----- DATASET ENTRIES -----
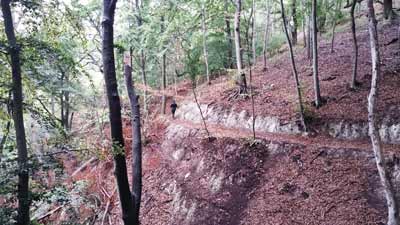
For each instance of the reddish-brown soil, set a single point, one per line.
(275, 92)
(303, 180)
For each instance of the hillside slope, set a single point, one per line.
(284, 177)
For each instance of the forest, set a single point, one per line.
(202, 112)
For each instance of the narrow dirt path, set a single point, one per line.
(319, 141)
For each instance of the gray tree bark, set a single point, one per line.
(294, 19)
(163, 75)
(228, 37)
(139, 20)
(266, 35)
(241, 74)
(355, 46)
(294, 69)
(136, 139)
(205, 51)
(393, 211)
(23, 217)
(315, 55)
(121, 174)
(388, 9)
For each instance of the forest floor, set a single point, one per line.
(280, 179)
(274, 87)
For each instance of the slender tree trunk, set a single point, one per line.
(121, 175)
(4, 138)
(393, 211)
(201, 111)
(253, 42)
(315, 54)
(294, 69)
(163, 75)
(67, 106)
(228, 37)
(309, 38)
(139, 20)
(294, 18)
(62, 104)
(355, 46)
(303, 25)
(266, 34)
(388, 9)
(241, 74)
(18, 116)
(136, 139)
(336, 14)
(204, 29)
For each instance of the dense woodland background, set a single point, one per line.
(86, 86)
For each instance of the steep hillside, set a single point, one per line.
(285, 177)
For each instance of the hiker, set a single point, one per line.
(173, 108)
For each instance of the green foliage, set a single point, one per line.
(275, 43)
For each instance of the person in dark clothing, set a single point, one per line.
(173, 108)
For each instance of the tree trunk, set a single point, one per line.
(355, 46)
(121, 175)
(294, 69)
(163, 75)
(294, 18)
(309, 44)
(266, 34)
(204, 29)
(253, 42)
(228, 37)
(3, 141)
(201, 111)
(388, 9)
(393, 211)
(18, 116)
(139, 20)
(315, 54)
(241, 74)
(136, 139)
(337, 10)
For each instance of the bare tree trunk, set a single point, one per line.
(355, 46)
(163, 75)
(204, 28)
(228, 37)
(303, 25)
(388, 9)
(294, 18)
(241, 74)
(294, 69)
(309, 39)
(136, 139)
(18, 116)
(337, 10)
(201, 112)
(121, 175)
(266, 34)
(393, 211)
(139, 20)
(4, 138)
(253, 41)
(315, 55)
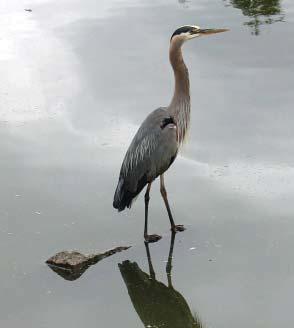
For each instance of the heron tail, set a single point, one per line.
(122, 197)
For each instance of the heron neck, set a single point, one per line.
(179, 107)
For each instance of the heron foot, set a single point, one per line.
(178, 228)
(152, 238)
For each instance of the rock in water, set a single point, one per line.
(71, 264)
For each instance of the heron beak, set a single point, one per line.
(209, 31)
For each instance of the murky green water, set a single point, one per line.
(76, 80)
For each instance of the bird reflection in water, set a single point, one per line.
(261, 12)
(157, 304)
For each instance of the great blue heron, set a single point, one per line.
(156, 143)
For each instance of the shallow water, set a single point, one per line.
(76, 80)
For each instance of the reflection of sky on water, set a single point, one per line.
(74, 87)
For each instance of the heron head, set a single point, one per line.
(188, 32)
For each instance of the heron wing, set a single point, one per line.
(151, 152)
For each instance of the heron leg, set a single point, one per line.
(148, 238)
(163, 192)
(170, 258)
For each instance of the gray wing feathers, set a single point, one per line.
(150, 153)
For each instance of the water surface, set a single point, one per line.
(76, 80)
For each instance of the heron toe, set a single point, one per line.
(178, 227)
(152, 238)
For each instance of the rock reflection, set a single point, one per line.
(261, 12)
(157, 304)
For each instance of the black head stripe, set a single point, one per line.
(183, 29)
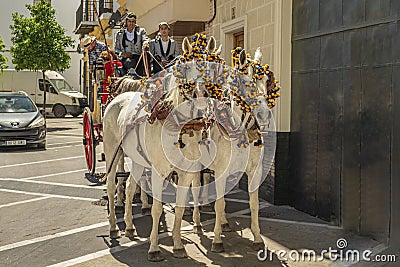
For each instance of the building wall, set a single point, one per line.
(344, 109)
(266, 24)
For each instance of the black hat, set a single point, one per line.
(131, 15)
(164, 23)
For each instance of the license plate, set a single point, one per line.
(15, 143)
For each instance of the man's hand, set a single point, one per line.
(165, 62)
(126, 54)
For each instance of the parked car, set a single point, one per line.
(21, 122)
(61, 98)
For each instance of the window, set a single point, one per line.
(238, 39)
(49, 87)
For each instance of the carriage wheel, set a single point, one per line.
(89, 142)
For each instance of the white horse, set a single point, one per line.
(127, 84)
(258, 123)
(142, 143)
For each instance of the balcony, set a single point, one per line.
(86, 18)
(184, 18)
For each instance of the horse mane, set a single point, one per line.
(172, 96)
(127, 84)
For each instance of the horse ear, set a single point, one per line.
(258, 55)
(219, 50)
(211, 44)
(186, 46)
(242, 58)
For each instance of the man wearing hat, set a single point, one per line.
(129, 44)
(94, 49)
(164, 48)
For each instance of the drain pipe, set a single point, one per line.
(215, 12)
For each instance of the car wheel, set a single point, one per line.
(59, 111)
(75, 114)
(42, 146)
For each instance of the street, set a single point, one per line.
(51, 215)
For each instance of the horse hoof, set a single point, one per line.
(129, 233)
(206, 208)
(146, 211)
(114, 234)
(257, 246)
(197, 229)
(180, 253)
(119, 209)
(217, 247)
(226, 228)
(187, 212)
(155, 256)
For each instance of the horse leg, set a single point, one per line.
(120, 185)
(136, 171)
(217, 245)
(253, 186)
(154, 253)
(181, 202)
(114, 231)
(206, 181)
(197, 229)
(258, 243)
(146, 208)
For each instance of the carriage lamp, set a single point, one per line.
(42, 134)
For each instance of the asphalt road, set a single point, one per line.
(50, 216)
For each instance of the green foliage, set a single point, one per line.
(3, 59)
(39, 42)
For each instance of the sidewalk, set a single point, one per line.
(286, 232)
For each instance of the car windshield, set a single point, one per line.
(16, 104)
(61, 85)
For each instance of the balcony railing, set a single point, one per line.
(105, 6)
(86, 18)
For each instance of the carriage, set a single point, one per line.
(104, 91)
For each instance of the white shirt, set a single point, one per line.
(165, 45)
(130, 35)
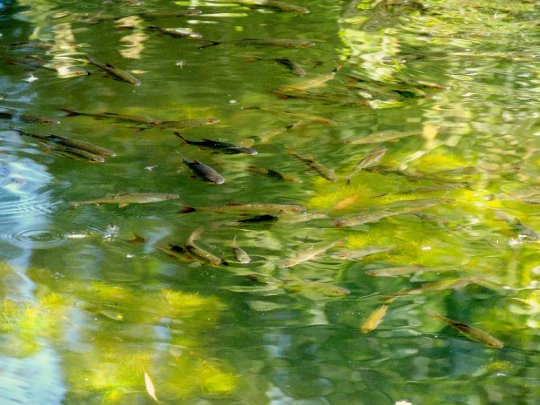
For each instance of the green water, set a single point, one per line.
(93, 312)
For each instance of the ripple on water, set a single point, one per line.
(35, 238)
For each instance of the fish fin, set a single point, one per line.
(210, 44)
(184, 209)
(179, 135)
(70, 113)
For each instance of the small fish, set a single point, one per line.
(294, 67)
(276, 4)
(317, 82)
(222, 146)
(78, 154)
(115, 72)
(304, 286)
(199, 252)
(125, 199)
(359, 253)
(142, 120)
(302, 116)
(150, 389)
(370, 159)
(378, 137)
(177, 32)
(398, 271)
(240, 254)
(278, 42)
(308, 254)
(374, 319)
(455, 284)
(149, 15)
(26, 118)
(204, 172)
(250, 208)
(69, 143)
(178, 252)
(472, 332)
(323, 171)
(258, 219)
(390, 210)
(275, 174)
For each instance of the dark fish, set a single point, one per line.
(259, 218)
(275, 4)
(250, 208)
(178, 252)
(294, 67)
(115, 72)
(204, 172)
(278, 42)
(370, 159)
(149, 15)
(323, 171)
(222, 146)
(240, 254)
(199, 252)
(472, 333)
(124, 200)
(26, 117)
(69, 143)
(274, 174)
(145, 121)
(177, 32)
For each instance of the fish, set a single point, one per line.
(398, 208)
(274, 174)
(398, 271)
(78, 154)
(276, 4)
(222, 146)
(308, 84)
(302, 116)
(115, 72)
(177, 32)
(472, 332)
(26, 118)
(176, 251)
(124, 200)
(374, 319)
(379, 137)
(69, 143)
(149, 15)
(359, 253)
(294, 67)
(370, 159)
(142, 120)
(308, 254)
(204, 172)
(249, 208)
(455, 283)
(199, 252)
(523, 231)
(240, 254)
(304, 286)
(258, 218)
(323, 171)
(278, 42)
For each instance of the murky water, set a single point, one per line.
(429, 108)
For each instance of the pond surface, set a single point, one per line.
(404, 133)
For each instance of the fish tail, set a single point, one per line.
(210, 44)
(179, 135)
(184, 209)
(70, 113)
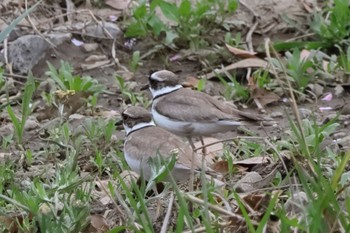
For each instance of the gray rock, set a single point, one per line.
(99, 30)
(276, 114)
(305, 113)
(26, 51)
(296, 203)
(58, 38)
(248, 182)
(339, 90)
(90, 47)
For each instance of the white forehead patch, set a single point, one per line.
(128, 130)
(155, 76)
(164, 90)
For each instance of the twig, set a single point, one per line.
(216, 208)
(114, 202)
(168, 214)
(34, 27)
(227, 140)
(291, 94)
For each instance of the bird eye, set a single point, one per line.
(152, 81)
(125, 116)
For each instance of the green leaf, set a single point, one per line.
(170, 11)
(156, 25)
(185, 8)
(232, 5)
(140, 12)
(136, 29)
(9, 29)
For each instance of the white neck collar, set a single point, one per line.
(129, 130)
(164, 90)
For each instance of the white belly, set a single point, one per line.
(192, 128)
(142, 167)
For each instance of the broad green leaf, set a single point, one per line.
(185, 8)
(140, 12)
(170, 11)
(136, 29)
(9, 29)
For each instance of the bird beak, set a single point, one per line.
(145, 87)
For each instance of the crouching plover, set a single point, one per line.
(189, 113)
(144, 140)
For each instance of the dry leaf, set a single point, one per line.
(256, 201)
(252, 161)
(246, 63)
(264, 97)
(97, 224)
(118, 4)
(211, 152)
(240, 52)
(191, 82)
(220, 166)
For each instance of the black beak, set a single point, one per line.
(145, 87)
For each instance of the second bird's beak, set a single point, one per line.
(145, 87)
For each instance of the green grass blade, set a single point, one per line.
(14, 23)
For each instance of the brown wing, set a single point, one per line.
(155, 139)
(186, 104)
-----
TASK BRIEF
Copy out, word for word, every line of the material from the line containing "For each instance of the second" through the final line of the material, including both.

WRITTEN ANSWER
For each instance of the second bird's beak, set a single point, one per line.
(145, 87)
For each instance of the green grass blade, set a single point, one per line.
(14, 23)
For each instance of the brown wing, set a single point, one per line.
(155, 139)
(186, 104)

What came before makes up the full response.